GIVEN DATA Start Marker

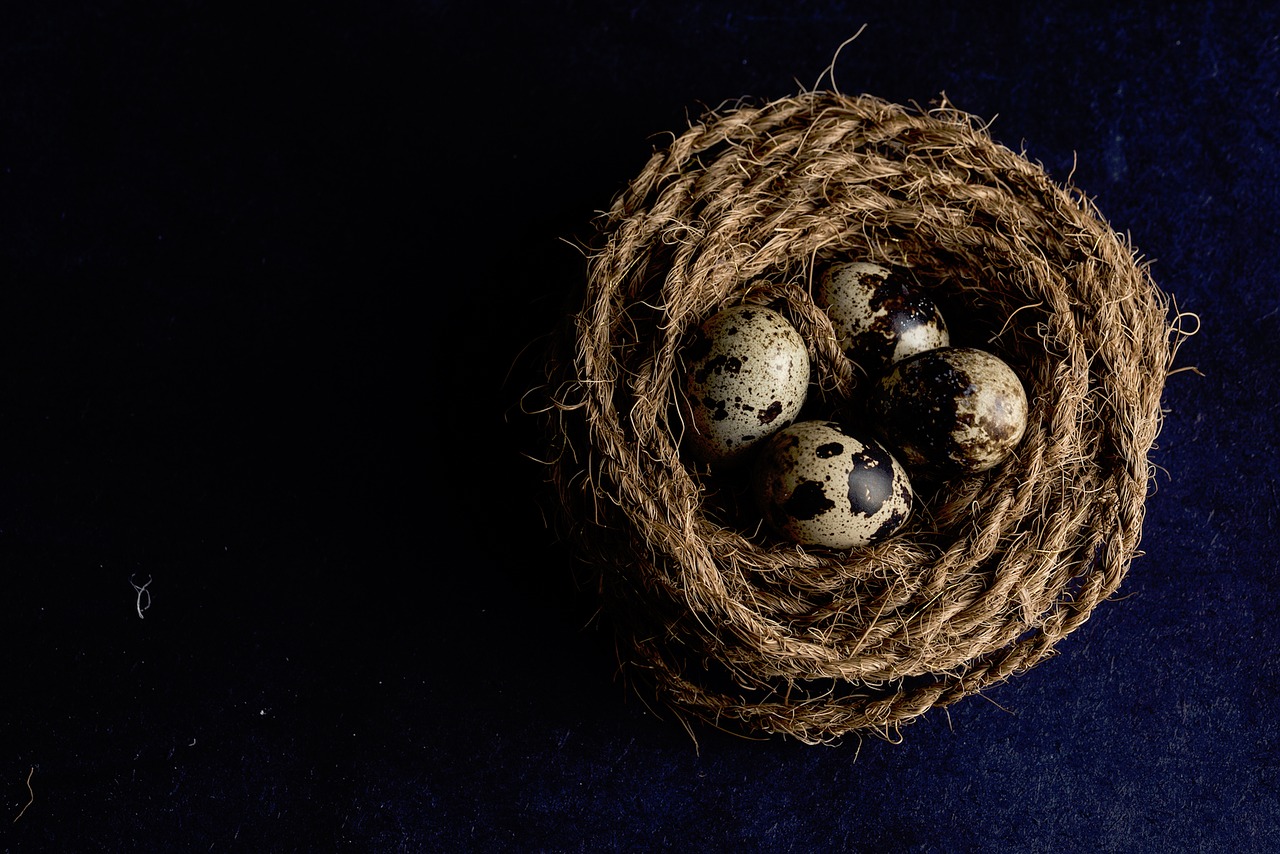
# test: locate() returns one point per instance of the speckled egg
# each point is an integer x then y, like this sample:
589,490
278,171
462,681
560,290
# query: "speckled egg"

GIVEN DATA End Marker

**WHAT THE TASK ASKS**
Repeat every record above exactly, but drop the pictures.

**COMPLETED TASK**
# test: locate() returns one point per instance of the speckled egg
# each point is an integer x then y, like this sample:
589,490
278,171
462,681
560,290
# query: "speckled egg"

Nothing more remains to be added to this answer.